** start of Material for this task **

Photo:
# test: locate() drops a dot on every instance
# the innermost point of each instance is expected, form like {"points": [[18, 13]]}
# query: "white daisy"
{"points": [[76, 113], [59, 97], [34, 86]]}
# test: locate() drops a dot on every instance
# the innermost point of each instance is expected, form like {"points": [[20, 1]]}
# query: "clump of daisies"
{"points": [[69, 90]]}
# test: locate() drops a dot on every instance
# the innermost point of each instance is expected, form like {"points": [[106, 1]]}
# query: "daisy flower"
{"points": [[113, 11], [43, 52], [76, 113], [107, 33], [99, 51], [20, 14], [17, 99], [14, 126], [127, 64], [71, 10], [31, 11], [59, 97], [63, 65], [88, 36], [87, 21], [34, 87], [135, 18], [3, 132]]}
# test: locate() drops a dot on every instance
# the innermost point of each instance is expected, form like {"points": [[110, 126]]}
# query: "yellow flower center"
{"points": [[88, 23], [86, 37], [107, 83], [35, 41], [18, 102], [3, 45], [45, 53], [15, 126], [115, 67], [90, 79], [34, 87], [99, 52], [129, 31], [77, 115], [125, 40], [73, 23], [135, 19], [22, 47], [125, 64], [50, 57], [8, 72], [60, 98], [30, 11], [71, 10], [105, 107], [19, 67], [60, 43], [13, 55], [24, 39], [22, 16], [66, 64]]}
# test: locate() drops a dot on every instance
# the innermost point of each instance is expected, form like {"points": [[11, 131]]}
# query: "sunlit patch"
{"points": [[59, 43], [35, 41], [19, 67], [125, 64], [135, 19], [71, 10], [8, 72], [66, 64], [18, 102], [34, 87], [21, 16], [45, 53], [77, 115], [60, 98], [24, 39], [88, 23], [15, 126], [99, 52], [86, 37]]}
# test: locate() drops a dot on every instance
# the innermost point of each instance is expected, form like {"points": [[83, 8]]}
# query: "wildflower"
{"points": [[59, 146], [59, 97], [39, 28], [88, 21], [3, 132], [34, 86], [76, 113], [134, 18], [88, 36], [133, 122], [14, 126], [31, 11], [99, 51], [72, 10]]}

** end of Material for this task **

### What the task requires:
Using the material above, print every entry exactly as written.

### Output for this exercise:
Photo:
# test: locate() drops a dot on every instance
# the innermost point of each instance is expected, form like {"points": [[18, 13]]}
# query: "white daisy"
{"points": [[76, 113], [59, 97], [34, 86]]}
# test: locate() drops a dot on every instance
# the innermost point of each instance is expected, form like {"points": [[20, 1]]}
# query: "clump of daisies"
{"points": [[69, 90]]}
# test: locate() drops a dot on every instance
# the innermost point of each instance is expected, form like {"points": [[106, 1]]}
# query: "daisy flower"
{"points": [[113, 11], [43, 52], [76, 113], [107, 33], [99, 51], [20, 14], [17, 99], [14, 126], [127, 64], [71, 10], [31, 11], [59, 97], [63, 65], [88, 36], [87, 21], [34, 87], [135, 18], [3, 132]]}
# test: locate() drops a dot on every instance
# the innermost point of each instance is expected, form like {"points": [[110, 126]]}
# query: "yellow flower center"
{"points": [[88, 23], [86, 37], [107, 83], [35, 41], [18, 102], [3, 45], [45, 53], [15, 126], [115, 67], [90, 79], [34, 87], [99, 52], [129, 31], [77, 115], [125, 40], [73, 23], [135, 19], [22, 47], [125, 64], [50, 57], [8, 72], [60, 98], [30, 11], [71, 10], [105, 107], [19, 67], [60, 43], [13, 55], [24, 39], [22, 16], [66, 64]]}
# test: locate() drops a dot on every instance
# the innermost point of each instance is expected, form like {"points": [[11, 131]]}
# query: "sunlit patch"
{"points": [[59, 43], [35, 41], [19, 67], [125, 64], [135, 19], [71, 10], [8, 72], [66, 64], [18, 102], [34, 87], [21, 16], [45, 53], [77, 115], [60, 98], [24, 39], [88, 23], [15, 126], [99, 52], [86, 37]]}
# test: locate() drops a dot on every instance
# the innermost point of each instance is expected, form like {"points": [[83, 8]]}
# query: "wildflower"
{"points": [[59, 146], [59, 97], [39, 28], [88, 21], [3, 132], [34, 86], [76, 113], [134, 18], [88, 36], [133, 122], [14, 126], [31, 11], [99, 51], [72, 10]]}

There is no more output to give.